### WRITTEN INSTRUCTION 1
In the article on lending money to family, change "electric guitar" to "motorcycle" and give the text from "Are you really" up to and including "advice within families.".
### WRITTEN INSTRUCTION 2
Answer these questions on the article about lending money to family:
(a) What does a finance company or a bank have no hesitation in going after when someone has defaulted on a loan?
(b) What does the article call the rule of never loaning money that you really need?
(c) What will every borrower promise?
### WRITTEN INSTRUCTION 3
Say whether each statement agrees with the article on lending money to family, and quote the words that decide it:
(a) One of the functions of a family is to share resources.
(b) Tension over defaulted loans never permanently damages family relationships.
(c) Risk needs to be assessed only when the borrower is a distant relative.

### SELECTED EXTRACT
>>>>>
If you have ever loaned money to a family member and they failed to paid you 
back, you are undoubtedly familiar with the damage to personal relationships 
that can result from borrowing and lending of money between family members.

It is only natural that family members might want to help each other out by 
lending money if they are able. After all one of the functions of a family is 
to share resources. The complicating factor with money lending is that there 
are emotional relationships involved that can be affected by the emotional 
tensions created by the loan.

Sometimes the tension over defaulted loans is so great that family 
relationships are permanently damaged.

A finance company or a bank has no hesitation in going after the collateral for 
their money when someone has defaulted on a loan, but then they really do not 
want to ever see that person again. The same cannot be said for your family. 
Are you really prepared to repossess your son's electric guitar if he defaults 
on your loan?  what about repossessing your adult child's house if they default 
on the mortgage payment?

Here is some family money management advice to help you avoid emotional baggage 
that can result from lending money within the family structure.

   1. never loan money that you really need (or want) - in other words if you 
loan money to a family member you must be prepared to see that money disappear, 
forever, so that you can continue your relationship with that person. If you 
are not prepared to lose the money do not lend it. This has to be the prime 
directive  for money management advice within families.

   2. assess risk - it doesn't matter who the family member is who wants the 
loan, you must assess the risk. Why would you lend money to a person who has 
already been turned down by a bank? Does it make sense to loan money to a 
parent or an adult child who has no way to pay you back, or has a history of 
poor money management? Every borrower will promise to pay you back. They have 
to tell you that. If they said, "Oh and by the way, I do not intend to pay the 
money back." they know you will not come through with the loan.
<<<<<
### Rows from a dataset
>>>>>
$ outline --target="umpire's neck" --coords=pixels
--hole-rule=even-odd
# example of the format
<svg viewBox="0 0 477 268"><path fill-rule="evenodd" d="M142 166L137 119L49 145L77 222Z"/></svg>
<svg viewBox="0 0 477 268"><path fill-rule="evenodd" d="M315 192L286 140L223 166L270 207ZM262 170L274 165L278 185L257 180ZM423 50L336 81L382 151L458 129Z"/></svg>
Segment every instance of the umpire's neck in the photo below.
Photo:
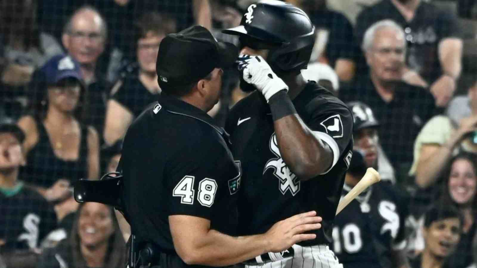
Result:
<svg viewBox="0 0 477 268"><path fill-rule="evenodd" d="M293 100L298 96L305 88L308 81L301 75L300 71L279 75L288 86L288 95Z"/></svg>

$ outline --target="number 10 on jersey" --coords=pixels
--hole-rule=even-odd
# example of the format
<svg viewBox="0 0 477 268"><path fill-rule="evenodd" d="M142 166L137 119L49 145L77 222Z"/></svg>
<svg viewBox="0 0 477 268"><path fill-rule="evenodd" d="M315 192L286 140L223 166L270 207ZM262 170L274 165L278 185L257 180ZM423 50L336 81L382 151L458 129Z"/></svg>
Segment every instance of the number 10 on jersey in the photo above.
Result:
<svg viewBox="0 0 477 268"><path fill-rule="evenodd" d="M196 190L194 189L194 176L184 176L172 191L173 196L181 198L182 204L194 204ZM200 205L210 207L214 204L214 199L217 191L217 183L215 180L205 178L199 182L197 200Z"/></svg>

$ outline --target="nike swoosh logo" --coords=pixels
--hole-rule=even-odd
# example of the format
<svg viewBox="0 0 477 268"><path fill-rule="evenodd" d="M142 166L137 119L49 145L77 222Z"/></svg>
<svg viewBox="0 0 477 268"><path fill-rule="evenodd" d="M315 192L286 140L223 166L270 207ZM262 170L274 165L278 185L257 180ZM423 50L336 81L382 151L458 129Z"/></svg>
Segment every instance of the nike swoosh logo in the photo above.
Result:
<svg viewBox="0 0 477 268"><path fill-rule="evenodd" d="M240 120L240 117L239 117L238 118L238 121L237 122L237 125L238 125L240 124L241 124L245 122L245 121L246 121L248 120L249 119L250 119L251 118L251 117L247 117L247 118L244 118L244 119L243 119L242 120Z"/></svg>

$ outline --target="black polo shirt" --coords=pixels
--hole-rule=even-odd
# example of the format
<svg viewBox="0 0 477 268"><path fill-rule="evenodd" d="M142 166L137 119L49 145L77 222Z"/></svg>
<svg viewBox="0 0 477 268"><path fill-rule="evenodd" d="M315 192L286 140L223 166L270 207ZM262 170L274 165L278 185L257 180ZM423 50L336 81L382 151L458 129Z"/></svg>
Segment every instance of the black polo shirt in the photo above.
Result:
<svg viewBox="0 0 477 268"><path fill-rule="evenodd" d="M401 25L407 41L406 63L432 83L442 74L439 61L439 42L448 37L459 37L460 30L456 16L448 10L421 1L414 18L408 22L391 0L381 2L363 10L356 19L355 44L361 46L366 30L375 22L391 19ZM358 55L365 67L362 53Z"/></svg>
<svg viewBox="0 0 477 268"><path fill-rule="evenodd" d="M133 123L121 159L126 211L132 233L175 253L168 217L211 221L233 235L239 169L223 129L198 108L162 96Z"/></svg>
<svg viewBox="0 0 477 268"><path fill-rule="evenodd" d="M407 173L413 162L414 141L437 110L434 98L426 89L397 83L389 103L378 93L369 76L358 78L352 86L340 89L340 99L345 103L360 101L371 107L381 124L379 140L384 153L398 171L401 167L408 169Z"/></svg>
<svg viewBox="0 0 477 268"><path fill-rule="evenodd" d="M232 109L226 124L234 157L242 168L239 193L240 235L266 232L277 222L315 210L323 218L316 238L302 246L328 244L353 148L351 112L315 82L293 100L297 113L316 136L330 145L333 165L323 174L301 181L282 158L270 108L256 91Z"/></svg>

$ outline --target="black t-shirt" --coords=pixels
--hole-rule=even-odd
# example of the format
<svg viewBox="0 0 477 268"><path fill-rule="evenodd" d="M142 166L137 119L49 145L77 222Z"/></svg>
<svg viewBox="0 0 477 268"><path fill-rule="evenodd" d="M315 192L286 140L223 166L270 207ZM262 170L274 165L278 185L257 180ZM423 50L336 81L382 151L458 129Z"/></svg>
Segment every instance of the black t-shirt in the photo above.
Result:
<svg viewBox="0 0 477 268"><path fill-rule="evenodd" d="M379 141L398 173L407 174L413 161L414 141L421 128L437 112L432 94L424 88L398 82L393 99L384 101L369 76L359 77L340 90L345 103L360 101L369 105L379 122ZM398 175L399 176L399 175Z"/></svg>
<svg viewBox="0 0 477 268"><path fill-rule="evenodd" d="M18 185L14 189L0 189L0 251L40 246L56 227L53 206L36 191Z"/></svg>
<svg viewBox="0 0 477 268"><path fill-rule="evenodd" d="M324 56L331 66L334 67L338 59L353 59L353 28L344 15L332 10L320 10L310 13L310 19L316 32L323 31L327 37Z"/></svg>
<svg viewBox="0 0 477 268"><path fill-rule="evenodd" d="M125 107L137 117L148 104L157 99L157 94L147 90L139 77L132 73L126 75L122 84L112 98Z"/></svg>
<svg viewBox="0 0 477 268"><path fill-rule="evenodd" d="M439 42L445 38L460 35L455 15L421 1L414 18L407 22L391 0L383 0L358 15L354 27L355 45L361 47L366 30L374 23L385 19L394 21L404 30L407 40L406 63L410 69L429 83L440 76L442 70L438 54ZM359 66L365 67L362 53L358 56L361 62Z"/></svg>
<svg viewBox="0 0 477 268"><path fill-rule="evenodd" d="M232 154L242 171L238 202L240 235L266 231L278 221L316 210L323 218L317 238L303 245L332 241L332 225L353 149L353 116L330 92L309 82L293 100L307 125L332 148L333 165L327 173L301 181L280 155L270 107L258 92L232 108L226 124ZM348 162L349 163L349 162Z"/></svg>
<svg viewBox="0 0 477 268"><path fill-rule="evenodd" d="M392 251L405 247L409 198L395 187L376 183L336 216L332 248L344 268L392 267Z"/></svg>
<svg viewBox="0 0 477 268"><path fill-rule="evenodd" d="M158 103L129 127L118 168L132 233L175 254L170 215L207 219L212 228L235 234L240 174L227 135L206 113L171 97Z"/></svg>
<svg viewBox="0 0 477 268"><path fill-rule="evenodd" d="M111 85L103 80L98 80L88 86L88 116L85 124L92 125L97 131L100 144L104 143L103 133L106 117L106 105Z"/></svg>

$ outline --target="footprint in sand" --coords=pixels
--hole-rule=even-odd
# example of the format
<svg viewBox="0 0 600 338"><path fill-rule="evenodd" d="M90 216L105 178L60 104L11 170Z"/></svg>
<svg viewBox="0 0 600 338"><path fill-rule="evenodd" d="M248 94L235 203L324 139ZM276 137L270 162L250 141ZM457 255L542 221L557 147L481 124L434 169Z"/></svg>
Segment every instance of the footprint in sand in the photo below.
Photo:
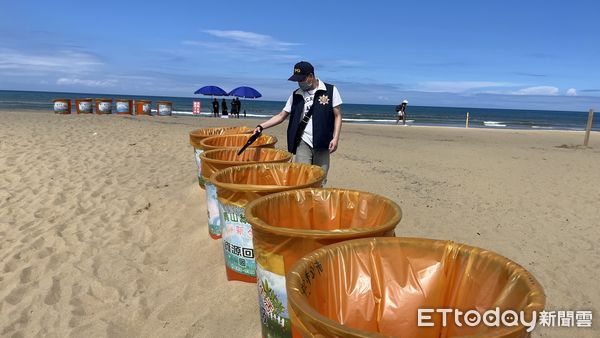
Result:
<svg viewBox="0 0 600 338"><path fill-rule="evenodd" d="M21 270L21 275L19 279L21 280L21 284L27 284L31 281L31 271L32 267L28 266L25 269Z"/></svg>
<svg viewBox="0 0 600 338"><path fill-rule="evenodd" d="M46 295L46 298L44 299L44 303L46 303L46 305L54 305L54 304L58 303L59 300L60 300L60 280L58 278L52 278L52 287L50 288L50 291L48 291L48 294Z"/></svg>

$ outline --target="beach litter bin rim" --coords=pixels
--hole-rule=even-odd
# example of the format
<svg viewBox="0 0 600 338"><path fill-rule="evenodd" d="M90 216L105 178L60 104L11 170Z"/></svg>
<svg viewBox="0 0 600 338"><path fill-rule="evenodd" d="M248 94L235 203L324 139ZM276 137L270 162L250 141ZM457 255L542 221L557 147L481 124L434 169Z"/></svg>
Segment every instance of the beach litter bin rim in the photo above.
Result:
<svg viewBox="0 0 600 338"><path fill-rule="evenodd" d="M220 149L207 150L200 155L200 158L202 159L202 162L207 161L209 163L212 162L212 163L218 163L218 164L228 164L228 165L230 164L231 166L239 166L239 165L255 164L255 163L278 163L278 162L281 162L285 157L288 157L288 161L289 161L294 156L294 154L292 154L286 150L277 149L277 148L255 147L255 148L246 149L244 151L244 153L246 153L246 151L248 153L256 152L256 151L279 152L282 155L286 155L286 156L283 156L282 158L278 158L278 159L267 160L267 161L227 161L227 160L220 160L220 159L209 157L211 155L223 153L223 152L231 152L234 154L237 154L237 152L238 152L237 148L220 148ZM242 157L243 155L244 154L241 154L241 155L239 155L239 157Z"/></svg>
<svg viewBox="0 0 600 338"><path fill-rule="evenodd" d="M299 194L304 194L307 192L314 193L314 192L329 192L329 191L331 191L331 192L351 192L351 193L371 195L371 196L374 196L375 198L379 199L382 203L387 204L395 212L393 213L393 216L388 221L383 222L382 224L380 224L376 227L370 227L370 228L351 227L348 229L336 229L336 230L314 230L314 229L295 229L295 228L278 227L278 226L270 225L270 224L266 223L265 221L263 221L258 216L254 215L254 210L256 208L260 208L261 204L270 203L274 199L285 198L289 195L298 196ZM340 240L343 240L344 238L354 238L354 237L356 237L357 234L364 235L366 237L369 234L383 233L385 231L394 230L396 228L396 226L402 220L402 209L400 208L400 206L397 203L395 203L391 199L389 199L385 196L377 195L377 194L366 192L366 191L354 190L354 189L344 189L344 188L303 188L303 189L294 189L294 190L277 192L274 194L269 194L269 195L260 197L258 199L255 199L254 201L251 201L246 205L245 215L246 215L246 219L248 220L248 222L250 224L252 224L253 228L262 230L262 231L270 233L270 234L286 236L286 237L303 237L303 238L314 238L314 239L340 239Z"/></svg>
<svg viewBox="0 0 600 338"><path fill-rule="evenodd" d="M376 245L386 244L389 242L396 245L400 245L401 243L409 243L411 245L423 245L423 244L443 244L446 243L448 245L456 245L458 247L457 256L459 254L463 255L473 255L477 254L487 254L491 256L489 259L490 262L495 262L498 266L505 266L506 270L510 271L511 276L517 275L525 284L529 287L529 292L527 295L530 297L527 304L521 309L522 311L529 312L536 311L539 313L544 309L546 304L546 295L542 285L537 281L537 279L529 272L527 269L523 268L520 264L490 250L486 250L483 248L470 246L462 243L457 243L449 240L437 240L437 239L427 239L427 238L417 238L417 237L371 237L371 238L360 238L360 239L352 239L344 242L339 242L335 244L331 244L328 246L324 246L319 248L304 257L300 258L289 270L286 274L286 292L288 297L288 307L292 309L292 312L301 313L302 317L309 319L311 322L317 322L320 327L325 328L329 333L335 333L336 335L340 335L343 337L387 337L378 332L368 332L362 331L359 329L351 328L345 325L338 323L337 321L330 319L321 313L319 313L316 309L312 307L307 301L307 298L302 295L301 292L301 283L303 272L307 271L309 266L317 261L320 258L324 258L329 253L336 251L338 249L345 249L345 251L350 250L350 248L356 248L359 245L362 247L367 247L370 252L373 252ZM301 328L301 326L295 324L297 328ZM469 335L462 335L459 337L464 338L476 338L476 337L512 337L512 335L519 333L523 330L522 325L517 326L500 326L492 328L493 332L490 333L475 333ZM302 331L302 330L300 330ZM303 331L304 333L304 331Z"/></svg>
<svg viewBox="0 0 600 338"><path fill-rule="evenodd" d="M227 137L239 137L239 136L244 136L247 137L246 141L252 136L252 134L250 133L238 133L238 134L222 134L222 135L215 135L215 136L211 136L211 137L207 137L205 139L203 139L202 141L200 141L200 149L203 149L205 151L208 150L213 150L213 149L231 149L231 148L235 148L235 149L240 149L244 146L244 144L246 142L244 142L244 144L240 144L240 145L236 145L236 146L214 146L214 145L209 145L206 144L207 142L212 142L215 139L219 139L219 138L227 138ZM258 137L257 141L260 140L261 138L270 138L271 140L262 144L256 144L253 143L252 145L250 145L251 148L268 148L268 147L275 147L275 144L277 143L277 137L275 137L274 135L268 135L268 134L262 134L260 137Z"/></svg>
<svg viewBox="0 0 600 338"><path fill-rule="evenodd" d="M234 132L234 133L228 133L229 130L234 130L234 129L240 129L240 130L246 130L246 131L239 131L239 132ZM232 126L232 127L208 127L208 128L200 128L200 129L194 129L192 131L190 131L190 144L194 147L194 148L198 148L198 149L202 149L200 148L200 142L202 140L204 140L205 138L209 138L212 136L218 136L218 135L227 135L227 134L249 134L253 131L254 129L250 128L250 127L246 127L246 126Z"/></svg>
<svg viewBox="0 0 600 338"><path fill-rule="evenodd" d="M293 185L293 186L292 185L274 185L274 184L260 185L260 184L244 184L244 183L226 183L226 182L218 181L218 178L220 176L228 175L232 171L243 171L243 170L250 170L250 169L260 168L260 167L262 167L262 168L290 167L291 168L291 167L302 167L302 166L310 167L312 170L320 171L320 175L318 176L318 179L314 180L313 182L307 182L304 184ZM212 174L209 181L212 184L214 184L217 188L221 188L221 189L225 189L225 190L229 190L229 191L276 193L276 192L285 191L285 190L308 188L308 187L314 185L316 182L319 182L319 181L323 182L324 179L325 179L325 170L323 170L323 168L321 168L317 165L306 164L306 163L297 163L297 162L288 162L288 163L255 163L255 164L246 164L246 165L229 167L229 168L226 168L223 170L219 170L219 171L215 172L214 174Z"/></svg>

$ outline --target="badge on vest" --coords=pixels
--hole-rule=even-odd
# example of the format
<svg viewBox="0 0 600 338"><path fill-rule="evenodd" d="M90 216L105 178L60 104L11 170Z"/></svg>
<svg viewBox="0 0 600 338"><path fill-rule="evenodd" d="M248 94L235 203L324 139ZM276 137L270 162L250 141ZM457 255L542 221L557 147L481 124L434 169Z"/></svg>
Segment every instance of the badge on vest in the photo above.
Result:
<<<<<
### RESULT 1
Are you really prepared to repossess your son's motorcycle if he defaults 
on your loan?  what about repossessing your adult child's house if they default 
on the mortgage payment?

Here is some family money management advice to help you avoid emotional baggage 
that can result from lending money within the family structure.

   1. never loan money that you really need (or want) - in other words if you 
loan money to a family member you must be prepared to see that money disappear, 
forever, so that you can continue your relationship with that person. If you 
are not prepared to lose the money do not lend it. This has to be the prime 
directive  for money management advice within families.

### RESULT 2
(a) The collateral for their money.
(b) The prime directive for money management advice within families.
(c) To pay you back.

### RESULT 3
(a) Yes: "After all one of the functions of a family is to share resources."
(b) No: "Sometimes the tension over defaulted loans is so great that family relationships are permanently damaged."
(c) No: "it doesn't matter who the family member is who wants the loan, you must assess the risk."